Page extract
JEF: As you saw things evolve in the Federal Reserve System, do you feel that there was an evolution in—how can I put this? The Federal Reserve, of course, is concerned with the economy in the United States. But it’s an increasingly global economy. Now there’s a European Central Bank, which there wasn’t years ago. Is there more international, global cognizance, if not interaction, than there was twenty years ago?

GHS: I think there’s always been a fair amount, partially through the Bank for International Settlements, and partially just because central bankers are a bit like a fraternity or a family, and so there’s always a certain level of understanding and sympathy among central bankers that you might not find in other professions. I don’t know. Obviously, the crisis has heightened some things – certainly communications. And I think to some extent there may be more cooperation and coordination among policy makers, not just central bankers, but policy makers around the globe. It would be exceedingly naïve if central bank policy makers or others tried to take the attitude that what happens in China doesn’t matter here, or what happens, as it turns out, in Greece—that I might have found harder to believe years ago [chuckles] but what happens in Greece doesn’t matter here.

There is one thing I will say, at least for the Federal Reserve. The Federal Reserve can be criticized for some things, legitimately, and accused of some things—but it’s not a naïve institution, and I think people in the Fed have recognized for a long time that there’s more to the game than just worrying about what’s happening in the fifty states. I think that’s been well-recognized for a long time. I think resources have been devoted to that, effectively. It doesn’t mean the Fed gets it right, either domestically or in terms of what’s going on abroad, but it’s not for lack of effort and lack of expertise. It is just that some of these things are very difficult to sort out and to understand, and nobody can foresee the future with any real ability. So, I guess it complicates policy making a bit, but I would say not all that much. I mean, if you get a crisis abroad that you don’t anticipate, like in 1997 and 1998, where you had the Asian financial crisis and then it spread to Russia and so forth—well that may be a bigger problem now than it might have been in the 1960s, because the global economies and the global markets are more intertwined. But it wasn’t even true in the 1960s. I don’t think people would have pretended that we should pay no attention to that.

JEF: Although they probably wouldn’t, sadly, have mentioned China, because we at that time, politically, we really didn’t think it mattered.

GHS: No, no, not China. And even Japan—you know, it was only twenty-plus years after World War II when Japan was probably just starting to become an important presence in the international economic arena.

JEF: You know, you come out of research …

GHS: Yes.

JEF:… and, given some of the things we’ve just been talking about, how did you see the research agenda, as you saw it here at the bank, change over that twenty-year period?

GHS: Well, first of all, let me say that Minneapolis has always been unique in its research orientation. When I say always, starting in the 1970s before I got here—I suspect we talked about this in the previous interview—it’s always tried to be more cutting edge, more academic-oriented, trying to understand not just the immediate policy questions and issues, but what’s going on in the economics profession that may affect the way central bankers and other policy makers view policy and what ought to be done going forward in the years ahead. I think the Minneapolis Fed was for a long time very successful at that, and you know there are three Nobel Prize winners now that have had association with the Bank. With the University of Minnesota, there are more—but with the Bank there are three Nobel winners, and I think that’s really remarkable. I don’t think you’ll find any other Reserve Bank with that record.

Data block
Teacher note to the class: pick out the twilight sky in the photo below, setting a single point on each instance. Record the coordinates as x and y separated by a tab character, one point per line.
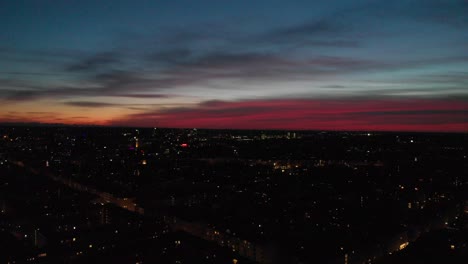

The tasks
1. In the interview, which crisis of 1997 and 1998 is said to have spread to Russia?
2. Reproduce everything in the interview from "JEF: As you" down to "twenty years ago?".
Answer from the interview alone.

Solutions
1. The Asian financial crisis.

2.
JEF: As you saw things evolve in the Federal Reserve System, do you feel that there was an evolution in—how can I put this? The Federal Reserve, of course, is concerned with the economy in the United States. But it’s an increasingly global economy. Now there’s a European Central Bank, which there wasn’t years ago. Is there more international, global cognizance, if not interaction, than there was twenty years ago?